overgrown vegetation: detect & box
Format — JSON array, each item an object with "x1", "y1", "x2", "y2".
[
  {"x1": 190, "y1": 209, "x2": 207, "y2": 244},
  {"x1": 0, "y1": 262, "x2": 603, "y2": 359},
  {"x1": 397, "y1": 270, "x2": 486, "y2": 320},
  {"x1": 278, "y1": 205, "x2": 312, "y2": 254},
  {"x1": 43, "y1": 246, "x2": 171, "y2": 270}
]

----

The task
Retyping the data above exactly and in full is the task.

Problem solution
overgrown vegetation: detect & box
Format — JSON array, each item an object with "x1", "y1", "x2", "y2".
[
  {"x1": 190, "y1": 209, "x2": 207, "y2": 244},
  {"x1": 0, "y1": 262, "x2": 603, "y2": 359},
  {"x1": 397, "y1": 270, "x2": 486, "y2": 320},
  {"x1": 278, "y1": 205, "x2": 312, "y2": 254},
  {"x1": 43, "y1": 246, "x2": 171, "y2": 270}
]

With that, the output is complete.